*WORK INSTRUCTIONS:* Copy out every line of the listing below word for word, leaving out the pictures.

*ENTRIES PROVIDED:*
____

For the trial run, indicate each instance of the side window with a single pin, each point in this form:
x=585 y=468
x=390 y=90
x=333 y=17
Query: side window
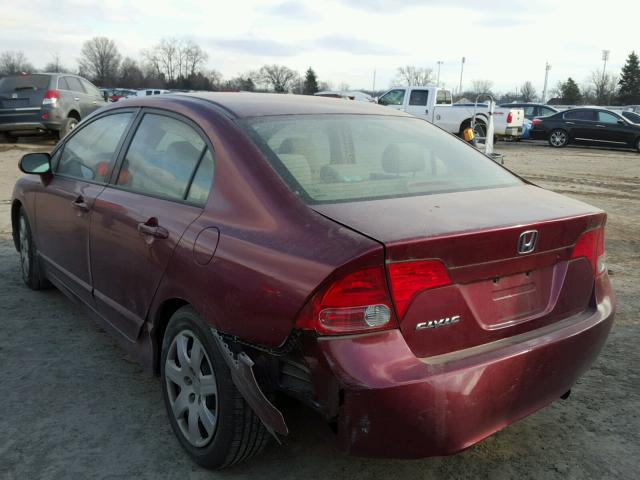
x=90 y=89
x=74 y=84
x=419 y=97
x=580 y=115
x=202 y=181
x=89 y=153
x=62 y=83
x=606 y=117
x=394 y=97
x=161 y=158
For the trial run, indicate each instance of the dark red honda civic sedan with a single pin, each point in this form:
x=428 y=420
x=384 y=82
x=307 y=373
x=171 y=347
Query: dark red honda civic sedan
x=417 y=295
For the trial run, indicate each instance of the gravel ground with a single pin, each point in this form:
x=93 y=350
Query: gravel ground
x=75 y=406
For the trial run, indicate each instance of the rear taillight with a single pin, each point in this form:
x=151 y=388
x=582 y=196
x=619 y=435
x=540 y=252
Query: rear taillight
x=410 y=278
x=51 y=97
x=590 y=245
x=355 y=303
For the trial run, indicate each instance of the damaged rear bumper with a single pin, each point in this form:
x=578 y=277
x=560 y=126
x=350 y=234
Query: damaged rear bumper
x=397 y=405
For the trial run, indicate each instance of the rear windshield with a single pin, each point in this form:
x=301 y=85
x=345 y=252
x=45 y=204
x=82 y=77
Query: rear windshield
x=24 y=82
x=341 y=158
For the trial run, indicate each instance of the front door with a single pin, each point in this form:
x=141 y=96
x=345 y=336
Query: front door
x=81 y=169
x=138 y=221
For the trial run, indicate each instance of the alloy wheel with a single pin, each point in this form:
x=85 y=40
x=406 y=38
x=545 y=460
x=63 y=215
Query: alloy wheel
x=558 y=138
x=191 y=388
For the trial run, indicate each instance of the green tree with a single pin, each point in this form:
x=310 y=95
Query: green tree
x=310 y=82
x=629 y=92
x=570 y=92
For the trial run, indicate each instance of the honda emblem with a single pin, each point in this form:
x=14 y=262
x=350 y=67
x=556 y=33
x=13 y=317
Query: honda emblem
x=527 y=241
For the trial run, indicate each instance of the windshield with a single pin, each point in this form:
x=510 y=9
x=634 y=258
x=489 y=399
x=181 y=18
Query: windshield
x=24 y=82
x=341 y=158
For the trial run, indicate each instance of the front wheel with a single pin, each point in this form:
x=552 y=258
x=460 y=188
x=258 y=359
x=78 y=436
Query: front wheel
x=558 y=138
x=208 y=414
x=29 y=264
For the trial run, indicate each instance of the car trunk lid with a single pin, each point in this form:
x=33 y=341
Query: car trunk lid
x=495 y=291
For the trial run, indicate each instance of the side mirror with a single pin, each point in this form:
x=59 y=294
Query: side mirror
x=35 y=163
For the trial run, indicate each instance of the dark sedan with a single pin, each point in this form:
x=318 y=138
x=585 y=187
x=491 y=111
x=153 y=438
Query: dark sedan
x=588 y=126
x=416 y=294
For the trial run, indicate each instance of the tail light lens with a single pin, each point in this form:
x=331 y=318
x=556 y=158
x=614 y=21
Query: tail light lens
x=410 y=278
x=590 y=245
x=51 y=97
x=355 y=303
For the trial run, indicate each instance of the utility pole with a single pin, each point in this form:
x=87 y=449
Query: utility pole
x=547 y=67
x=461 y=70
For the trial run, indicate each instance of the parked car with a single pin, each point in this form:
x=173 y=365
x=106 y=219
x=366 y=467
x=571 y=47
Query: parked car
x=631 y=117
x=532 y=110
x=592 y=126
x=434 y=104
x=416 y=294
x=45 y=103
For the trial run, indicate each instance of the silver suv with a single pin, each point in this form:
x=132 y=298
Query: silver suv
x=45 y=103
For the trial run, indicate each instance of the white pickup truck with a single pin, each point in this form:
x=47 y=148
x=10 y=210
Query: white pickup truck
x=435 y=105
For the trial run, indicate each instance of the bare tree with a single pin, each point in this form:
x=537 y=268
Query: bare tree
x=100 y=60
x=528 y=92
x=14 y=62
x=604 y=87
x=411 y=75
x=479 y=87
x=277 y=77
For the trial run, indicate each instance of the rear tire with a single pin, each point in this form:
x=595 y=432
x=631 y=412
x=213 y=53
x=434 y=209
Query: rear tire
x=29 y=263
x=208 y=414
x=558 y=138
x=69 y=124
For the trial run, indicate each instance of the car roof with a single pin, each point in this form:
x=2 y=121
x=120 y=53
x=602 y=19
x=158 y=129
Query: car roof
x=245 y=104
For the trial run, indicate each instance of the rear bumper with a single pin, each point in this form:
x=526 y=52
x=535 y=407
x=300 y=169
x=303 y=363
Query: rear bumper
x=398 y=405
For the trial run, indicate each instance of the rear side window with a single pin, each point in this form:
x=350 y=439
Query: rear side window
x=394 y=97
x=341 y=158
x=89 y=154
x=580 y=115
x=162 y=158
x=24 y=82
x=74 y=84
x=419 y=97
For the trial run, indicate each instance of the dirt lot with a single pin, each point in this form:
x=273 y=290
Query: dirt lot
x=75 y=406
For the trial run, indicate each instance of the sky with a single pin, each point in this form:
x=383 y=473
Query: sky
x=505 y=41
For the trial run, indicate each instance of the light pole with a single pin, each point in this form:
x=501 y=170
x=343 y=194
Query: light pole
x=547 y=67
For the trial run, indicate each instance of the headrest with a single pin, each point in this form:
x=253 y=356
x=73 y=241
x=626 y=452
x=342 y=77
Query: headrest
x=403 y=158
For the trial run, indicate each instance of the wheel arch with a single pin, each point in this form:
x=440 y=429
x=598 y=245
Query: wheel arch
x=15 y=223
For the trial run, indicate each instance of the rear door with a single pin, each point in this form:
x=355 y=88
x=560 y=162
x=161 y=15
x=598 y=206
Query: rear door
x=63 y=206
x=140 y=217
x=21 y=97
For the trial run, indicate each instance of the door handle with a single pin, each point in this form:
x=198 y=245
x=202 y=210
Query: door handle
x=80 y=204
x=151 y=228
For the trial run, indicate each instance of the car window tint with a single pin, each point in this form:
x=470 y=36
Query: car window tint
x=161 y=158
x=201 y=184
x=394 y=97
x=606 y=117
x=62 y=84
x=74 y=84
x=89 y=154
x=580 y=115
x=370 y=156
x=419 y=97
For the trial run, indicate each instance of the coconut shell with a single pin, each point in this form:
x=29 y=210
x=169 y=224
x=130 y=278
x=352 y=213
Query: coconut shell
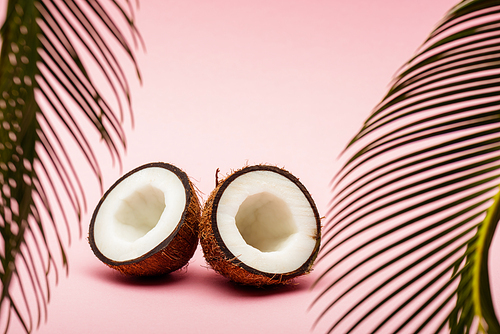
x=220 y=258
x=175 y=251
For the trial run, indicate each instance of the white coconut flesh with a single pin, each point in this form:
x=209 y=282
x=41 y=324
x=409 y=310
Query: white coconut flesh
x=139 y=213
x=266 y=221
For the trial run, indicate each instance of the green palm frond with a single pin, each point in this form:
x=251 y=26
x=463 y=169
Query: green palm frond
x=417 y=203
x=46 y=94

____

*SOLUTION TO THE PROBLEM:*
For the trial run, indicate each instance of the side window with a single pin, each point in this form:
x=585 y=468
x=390 y=90
x=333 y=17
Query: side window
x=90 y=89
x=74 y=84
x=419 y=97
x=580 y=115
x=202 y=181
x=89 y=153
x=62 y=83
x=606 y=117
x=394 y=97
x=161 y=158
For the trial run, indicate each instance of the dark red honda civic sedan with a single pin, each point in this form:
x=428 y=420
x=384 y=82
x=307 y=373
x=171 y=347
Query: dark red honda civic sedan
x=417 y=295
For the trial run, indicate each instance of the gravel ground with a single pin, each point in this form:
x=93 y=350
Query: gravel ground
x=75 y=406
For the trial run, indicate each instance of the rear taillight with a single pin, each point in this form:
x=151 y=388
x=582 y=196
x=619 y=435
x=540 y=252
Query: rear taillight
x=410 y=278
x=51 y=97
x=590 y=245
x=355 y=303
For the trial run, indicate each instance of the damaged rear bumper with a single pin, each point in this form:
x=578 y=277
x=560 y=126
x=350 y=234
Query: damaged rear bumper
x=397 y=405
For the trial run, indicate each instance of the rear windshield with a single pin, each point in this form:
x=301 y=85
x=345 y=252
x=45 y=204
x=82 y=77
Query: rear windshield
x=24 y=82
x=341 y=158
For the trial run, indicate each instance of the front door with a single pin, each point in this form:
x=141 y=96
x=345 y=336
Query: front door
x=81 y=169
x=138 y=221
For the trial run, indicate each instance of the alloy wheel with a single pin, each point in this form:
x=85 y=40
x=406 y=38
x=545 y=460
x=63 y=215
Query: alloy wheel
x=558 y=138
x=191 y=388
For the trial run, indicate each instance of the green tree with a single pin, each point in this form:
x=310 y=95
Query: green tree
x=310 y=82
x=629 y=92
x=570 y=92
For the trial run, indicate each instance of the honda emblem with a single pin, each point in this form:
x=14 y=262
x=350 y=67
x=556 y=33
x=13 y=317
Query: honda emblem
x=527 y=241
For the trial run, indicate each instance of the windshield with a single pin, each point in this form:
x=510 y=9
x=634 y=258
x=489 y=399
x=181 y=18
Query: windshield
x=24 y=82
x=341 y=158
For the trial run, indicate each instance of the front wheel with a single pin, each point in this form:
x=552 y=258
x=460 y=188
x=258 y=359
x=78 y=436
Query: front wheel
x=558 y=138
x=208 y=414
x=29 y=264
For the trial run, indicate each instance of the car trunk lid with a single pin, each point in this form:
x=33 y=341
Query: car trunk lid
x=495 y=291
For the trial run, indicate each instance of the side mirror with a single pin, each point in this form:
x=59 y=294
Query: side mirror
x=35 y=163
For the trial run, indicate each instance of the dark sedan with a single pin, each point in this form:
x=318 y=138
x=585 y=187
x=491 y=111
x=153 y=438
Query: dark sedan
x=588 y=126
x=416 y=294
For the trial run, indicate each instance of the tail light lens with a single pin, each point in this form:
x=331 y=318
x=556 y=158
x=614 y=21
Query: tail light lens
x=410 y=278
x=590 y=245
x=51 y=97
x=355 y=303
For the trial run, indicate each instance of the utility pole with a single pin, each point in this form:
x=87 y=449
Query: utility pole
x=547 y=67
x=461 y=70
For the trial run, indicate each instance of the parked car with a single pin, each point in this form:
x=173 y=365
x=106 y=219
x=366 y=467
x=571 y=47
Query: parked car
x=631 y=117
x=532 y=110
x=592 y=126
x=434 y=104
x=416 y=294
x=45 y=103
For the trial run, indicate each instance of the silver suv with a single pin, each point in this form:
x=132 y=298
Query: silver suv
x=45 y=103
For the trial run, indicate each instance of the white pickup truck with a single pin, each point in this form:
x=47 y=148
x=10 y=210
Query: white pickup truck
x=435 y=105
For the trial run, indicate each instance of the bare tree with a single pin, each point in this form:
x=537 y=268
Query: bare tree
x=100 y=60
x=528 y=92
x=14 y=62
x=604 y=87
x=411 y=75
x=479 y=87
x=277 y=77
For the trial run, indicate each instance of the rear tire with a single pin, each point in this form:
x=595 y=432
x=631 y=412
x=213 y=53
x=434 y=209
Query: rear tire
x=29 y=263
x=208 y=414
x=558 y=138
x=69 y=124
For the trial run, indicate each instance of the car roof with a single pin, each point in this form:
x=2 y=121
x=120 y=53
x=602 y=19
x=158 y=129
Query: car roof
x=245 y=104
For the trial run, indicate each instance of the rear bumper with a single pin, each point in this form:
x=526 y=52
x=535 y=407
x=300 y=169
x=303 y=363
Query: rear bumper
x=398 y=405
For the trial run, indicate each instance of the rear side window with a single pin, each point in this form:
x=350 y=439
Query: rear side window
x=394 y=97
x=341 y=158
x=89 y=154
x=580 y=115
x=162 y=158
x=24 y=82
x=74 y=84
x=419 y=97
For the trial run, indicate each instance of the dirt lot with a single pin, each point in this form:
x=273 y=290
Query: dirt lot
x=75 y=406
For the trial run, indicate each instance of the sky with a single pin, each point in this form:
x=383 y=473
Query: sky
x=505 y=41
For the trial run, indicate each instance of the light pole with a single pin, each point in this form:
x=501 y=170
x=343 y=194
Query: light pole
x=547 y=67
For the trial run, indicate each instance of the headrest with a single pin, each point in this form:
x=253 y=356
x=73 y=241
x=626 y=452
x=342 y=77
Query: headrest
x=403 y=158
For the trial run, indicate each instance of the wheel arch with a single pin, each point in this form:
x=440 y=429
x=598 y=245
Query: wheel arch
x=15 y=223
For the trial run, indicate each instance of the rear door with a single pin, each point in this form:
x=355 y=88
x=560 y=162
x=161 y=15
x=598 y=206
Query: rear door
x=63 y=206
x=140 y=217
x=21 y=97
For the trial run, indicate each instance of the door handle with a single pin, each point in this form:
x=198 y=245
x=202 y=210
Query: door handle
x=80 y=204
x=151 y=228
For the trial run, indicate each instance of the car window tint with a single pin, each point in this form:
x=470 y=36
Query: car window tint
x=161 y=158
x=201 y=184
x=394 y=97
x=606 y=117
x=62 y=84
x=74 y=84
x=89 y=154
x=580 y=115
x=370 y=156
x=419 y=97
For the trial run, indicate each instance of the coconut shell with a single pin, each point in this form:
x=29 y=210
x=169 y=224
x=130 y=278
x=352 y=213
Query: coconut shell
x=220 y=258
x=175 y=251
For the trial run, indicate each instance of the white coconut flesh with a single pin, each point in this form:
x=209 y=282
x=41 y=324
x=409 y=310
Query: white coconut flesh
x=139 y=213
x=266 y=221
For the trial run, indicate each instance of the green palm frond with a single pin, each point in this form:
x=251 y=26
x=463 y=169
Query: green palm frond
x=417 y=203
x=46 y=94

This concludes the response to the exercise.